— PROVIDED INFORMATION —
-- -- --

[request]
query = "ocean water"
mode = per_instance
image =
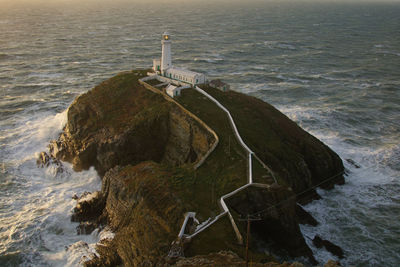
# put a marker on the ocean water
(334, 68)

-- -- --

— DIRECTIONS —
Output the full listing verbatim; pictures stay out.

— RESULT OF THIS EXERCISE —
[request]
query = "ocean water"
mode = per_instance
image =
# put a marker on the ocean water
(334, 68)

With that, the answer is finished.